= Records for the task =
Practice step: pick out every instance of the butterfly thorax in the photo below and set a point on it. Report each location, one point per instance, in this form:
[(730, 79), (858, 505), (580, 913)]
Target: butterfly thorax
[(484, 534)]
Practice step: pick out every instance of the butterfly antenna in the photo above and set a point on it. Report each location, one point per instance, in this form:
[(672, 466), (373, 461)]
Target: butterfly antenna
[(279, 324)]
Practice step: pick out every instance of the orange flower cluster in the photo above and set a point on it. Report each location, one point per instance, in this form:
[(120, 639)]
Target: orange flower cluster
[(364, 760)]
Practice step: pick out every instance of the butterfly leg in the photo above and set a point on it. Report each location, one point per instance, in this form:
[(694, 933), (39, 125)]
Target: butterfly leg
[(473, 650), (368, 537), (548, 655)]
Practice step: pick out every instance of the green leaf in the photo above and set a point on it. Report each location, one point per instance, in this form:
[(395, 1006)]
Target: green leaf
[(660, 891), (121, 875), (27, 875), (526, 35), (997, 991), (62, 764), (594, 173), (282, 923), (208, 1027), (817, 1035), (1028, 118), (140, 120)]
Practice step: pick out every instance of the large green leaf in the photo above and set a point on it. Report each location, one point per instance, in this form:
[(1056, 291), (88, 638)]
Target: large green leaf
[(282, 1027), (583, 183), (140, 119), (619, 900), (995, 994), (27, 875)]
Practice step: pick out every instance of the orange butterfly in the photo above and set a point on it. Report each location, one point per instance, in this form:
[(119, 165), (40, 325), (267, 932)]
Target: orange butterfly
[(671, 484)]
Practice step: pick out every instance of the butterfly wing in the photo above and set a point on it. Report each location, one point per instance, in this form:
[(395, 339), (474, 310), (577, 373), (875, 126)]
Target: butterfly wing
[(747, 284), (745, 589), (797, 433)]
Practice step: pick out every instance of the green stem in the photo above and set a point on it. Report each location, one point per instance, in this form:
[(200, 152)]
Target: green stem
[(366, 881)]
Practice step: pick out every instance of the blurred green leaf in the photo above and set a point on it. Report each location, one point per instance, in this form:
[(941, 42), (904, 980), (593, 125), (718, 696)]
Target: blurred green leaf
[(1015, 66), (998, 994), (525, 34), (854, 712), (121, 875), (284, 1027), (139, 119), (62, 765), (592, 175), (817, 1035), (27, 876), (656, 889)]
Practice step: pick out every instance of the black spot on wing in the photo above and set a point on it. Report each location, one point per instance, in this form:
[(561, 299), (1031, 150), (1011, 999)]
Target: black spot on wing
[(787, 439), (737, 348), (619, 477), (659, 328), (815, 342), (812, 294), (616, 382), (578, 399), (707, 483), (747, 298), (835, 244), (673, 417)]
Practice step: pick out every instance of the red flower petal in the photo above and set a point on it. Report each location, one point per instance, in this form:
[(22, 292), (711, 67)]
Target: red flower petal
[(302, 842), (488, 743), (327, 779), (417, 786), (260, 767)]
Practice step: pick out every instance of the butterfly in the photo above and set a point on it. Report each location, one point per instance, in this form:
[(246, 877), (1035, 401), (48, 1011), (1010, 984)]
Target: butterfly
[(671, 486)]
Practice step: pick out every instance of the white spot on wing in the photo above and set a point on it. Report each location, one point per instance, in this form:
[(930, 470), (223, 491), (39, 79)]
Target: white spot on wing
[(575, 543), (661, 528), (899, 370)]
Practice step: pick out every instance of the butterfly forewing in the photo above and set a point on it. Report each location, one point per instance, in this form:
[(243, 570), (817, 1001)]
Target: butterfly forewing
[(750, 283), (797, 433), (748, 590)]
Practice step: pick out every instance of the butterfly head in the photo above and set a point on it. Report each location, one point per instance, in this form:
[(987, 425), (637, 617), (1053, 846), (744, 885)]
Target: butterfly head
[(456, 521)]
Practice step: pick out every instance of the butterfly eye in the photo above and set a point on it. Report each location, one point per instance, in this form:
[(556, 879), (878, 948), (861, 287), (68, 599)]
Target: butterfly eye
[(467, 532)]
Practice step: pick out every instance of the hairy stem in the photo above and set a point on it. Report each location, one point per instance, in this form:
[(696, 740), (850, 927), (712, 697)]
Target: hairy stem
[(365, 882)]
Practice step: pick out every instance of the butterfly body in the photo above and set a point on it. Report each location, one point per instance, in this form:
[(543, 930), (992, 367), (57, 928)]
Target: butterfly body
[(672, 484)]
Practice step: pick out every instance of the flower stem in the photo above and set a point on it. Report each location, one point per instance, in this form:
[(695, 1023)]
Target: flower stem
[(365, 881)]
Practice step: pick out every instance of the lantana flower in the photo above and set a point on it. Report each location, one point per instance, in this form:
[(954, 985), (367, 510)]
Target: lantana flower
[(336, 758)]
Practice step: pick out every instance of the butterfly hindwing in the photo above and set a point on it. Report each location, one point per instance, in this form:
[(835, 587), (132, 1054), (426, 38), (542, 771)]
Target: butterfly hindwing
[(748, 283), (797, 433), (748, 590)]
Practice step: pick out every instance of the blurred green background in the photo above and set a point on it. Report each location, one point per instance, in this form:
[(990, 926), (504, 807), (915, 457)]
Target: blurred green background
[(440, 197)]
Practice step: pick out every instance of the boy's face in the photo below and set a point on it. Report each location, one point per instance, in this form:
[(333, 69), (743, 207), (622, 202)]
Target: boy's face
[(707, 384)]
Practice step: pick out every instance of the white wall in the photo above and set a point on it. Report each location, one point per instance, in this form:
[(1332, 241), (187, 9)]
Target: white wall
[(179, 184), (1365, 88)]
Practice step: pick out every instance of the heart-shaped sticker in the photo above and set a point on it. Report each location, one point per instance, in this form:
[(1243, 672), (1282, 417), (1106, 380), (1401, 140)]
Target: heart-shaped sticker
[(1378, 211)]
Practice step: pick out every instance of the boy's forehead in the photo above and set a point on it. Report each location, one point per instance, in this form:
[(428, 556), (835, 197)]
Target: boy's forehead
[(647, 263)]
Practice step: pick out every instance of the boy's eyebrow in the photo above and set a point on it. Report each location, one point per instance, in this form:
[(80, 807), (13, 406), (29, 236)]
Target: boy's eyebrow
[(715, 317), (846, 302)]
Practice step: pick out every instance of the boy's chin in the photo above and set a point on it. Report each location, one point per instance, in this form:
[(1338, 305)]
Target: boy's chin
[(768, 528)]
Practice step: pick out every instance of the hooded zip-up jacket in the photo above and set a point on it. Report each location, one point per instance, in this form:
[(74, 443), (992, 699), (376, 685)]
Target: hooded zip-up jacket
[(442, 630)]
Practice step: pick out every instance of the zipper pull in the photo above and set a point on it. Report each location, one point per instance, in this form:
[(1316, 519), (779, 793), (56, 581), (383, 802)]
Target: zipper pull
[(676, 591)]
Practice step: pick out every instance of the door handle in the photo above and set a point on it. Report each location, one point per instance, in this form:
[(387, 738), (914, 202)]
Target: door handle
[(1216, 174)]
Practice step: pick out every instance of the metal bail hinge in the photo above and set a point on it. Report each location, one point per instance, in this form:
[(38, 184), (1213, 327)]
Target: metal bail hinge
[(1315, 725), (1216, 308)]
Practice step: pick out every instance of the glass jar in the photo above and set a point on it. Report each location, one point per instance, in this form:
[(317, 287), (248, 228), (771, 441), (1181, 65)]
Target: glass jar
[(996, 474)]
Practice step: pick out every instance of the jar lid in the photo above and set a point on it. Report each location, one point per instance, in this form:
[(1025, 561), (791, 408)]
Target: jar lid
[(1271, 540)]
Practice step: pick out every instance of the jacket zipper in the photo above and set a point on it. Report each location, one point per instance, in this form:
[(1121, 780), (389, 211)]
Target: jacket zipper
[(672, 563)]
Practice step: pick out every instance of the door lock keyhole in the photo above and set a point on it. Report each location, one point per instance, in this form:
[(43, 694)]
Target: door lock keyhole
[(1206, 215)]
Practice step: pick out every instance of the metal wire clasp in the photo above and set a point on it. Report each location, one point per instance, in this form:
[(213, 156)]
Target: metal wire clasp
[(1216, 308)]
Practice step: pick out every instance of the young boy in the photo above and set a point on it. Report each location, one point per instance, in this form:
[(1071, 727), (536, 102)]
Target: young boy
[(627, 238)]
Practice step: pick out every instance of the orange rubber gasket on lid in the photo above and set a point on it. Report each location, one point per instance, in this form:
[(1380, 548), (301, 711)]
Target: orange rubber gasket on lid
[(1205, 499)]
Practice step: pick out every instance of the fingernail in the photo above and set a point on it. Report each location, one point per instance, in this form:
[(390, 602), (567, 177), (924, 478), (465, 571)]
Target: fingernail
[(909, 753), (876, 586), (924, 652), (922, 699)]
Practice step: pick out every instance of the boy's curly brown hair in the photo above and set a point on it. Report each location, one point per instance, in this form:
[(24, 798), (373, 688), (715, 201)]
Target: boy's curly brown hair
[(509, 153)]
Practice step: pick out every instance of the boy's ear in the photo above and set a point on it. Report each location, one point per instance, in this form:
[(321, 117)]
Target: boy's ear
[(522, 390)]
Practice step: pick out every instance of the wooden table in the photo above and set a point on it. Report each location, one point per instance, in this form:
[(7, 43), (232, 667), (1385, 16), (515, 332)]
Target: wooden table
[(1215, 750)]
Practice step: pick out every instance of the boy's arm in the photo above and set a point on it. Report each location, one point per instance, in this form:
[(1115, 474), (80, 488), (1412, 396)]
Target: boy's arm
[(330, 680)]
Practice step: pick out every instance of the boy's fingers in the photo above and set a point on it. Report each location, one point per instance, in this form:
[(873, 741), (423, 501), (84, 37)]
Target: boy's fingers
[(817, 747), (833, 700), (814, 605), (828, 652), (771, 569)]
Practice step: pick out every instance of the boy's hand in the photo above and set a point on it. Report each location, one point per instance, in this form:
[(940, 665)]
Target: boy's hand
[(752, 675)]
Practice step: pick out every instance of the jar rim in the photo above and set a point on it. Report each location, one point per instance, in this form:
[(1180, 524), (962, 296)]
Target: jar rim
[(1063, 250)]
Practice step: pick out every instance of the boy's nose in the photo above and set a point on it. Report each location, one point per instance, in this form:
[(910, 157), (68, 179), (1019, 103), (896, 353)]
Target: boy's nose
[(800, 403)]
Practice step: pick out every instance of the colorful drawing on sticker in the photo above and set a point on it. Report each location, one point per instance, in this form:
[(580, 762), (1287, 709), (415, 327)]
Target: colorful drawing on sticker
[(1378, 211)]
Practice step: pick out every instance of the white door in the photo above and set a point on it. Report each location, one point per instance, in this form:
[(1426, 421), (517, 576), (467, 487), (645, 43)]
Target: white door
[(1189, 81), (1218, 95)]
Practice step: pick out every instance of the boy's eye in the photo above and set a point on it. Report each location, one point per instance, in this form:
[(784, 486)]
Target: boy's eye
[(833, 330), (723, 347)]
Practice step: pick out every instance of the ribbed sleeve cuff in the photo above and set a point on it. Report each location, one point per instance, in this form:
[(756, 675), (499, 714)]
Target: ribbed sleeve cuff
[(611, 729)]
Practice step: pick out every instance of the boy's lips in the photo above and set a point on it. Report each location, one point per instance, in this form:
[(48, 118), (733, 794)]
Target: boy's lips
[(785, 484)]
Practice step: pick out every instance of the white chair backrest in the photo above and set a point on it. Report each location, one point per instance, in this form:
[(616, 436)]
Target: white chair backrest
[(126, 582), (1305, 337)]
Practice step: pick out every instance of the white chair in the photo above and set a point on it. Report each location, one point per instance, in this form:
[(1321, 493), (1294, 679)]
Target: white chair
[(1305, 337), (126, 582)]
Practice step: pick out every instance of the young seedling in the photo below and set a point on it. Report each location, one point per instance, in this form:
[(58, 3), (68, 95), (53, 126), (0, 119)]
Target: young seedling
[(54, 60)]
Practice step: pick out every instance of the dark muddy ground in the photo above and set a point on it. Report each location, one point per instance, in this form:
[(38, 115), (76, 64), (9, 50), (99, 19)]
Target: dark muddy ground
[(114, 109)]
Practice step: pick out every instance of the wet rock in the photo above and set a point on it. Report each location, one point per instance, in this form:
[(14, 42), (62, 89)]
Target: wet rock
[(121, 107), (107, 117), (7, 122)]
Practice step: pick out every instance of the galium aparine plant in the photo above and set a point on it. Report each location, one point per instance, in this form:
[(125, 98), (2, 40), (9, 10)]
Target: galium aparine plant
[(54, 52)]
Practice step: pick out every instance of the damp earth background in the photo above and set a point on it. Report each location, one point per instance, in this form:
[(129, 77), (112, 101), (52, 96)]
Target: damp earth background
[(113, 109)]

= Work instruction =
Show, from the listing above, every line holding the word "below".

= Result =
Practice step: pick out every instance of the butterfly thorax in the photo below and set a point on it. Report each location, one point per instance, in this form:
Practice step: pick out every instance of the boy's face in the photo below and set a point on it. Report each location, one point per instance, in this form:
Practice step: pick out every instance of the young seedling in the photo below and set a point on it. Report each location, one point per instance, in this form:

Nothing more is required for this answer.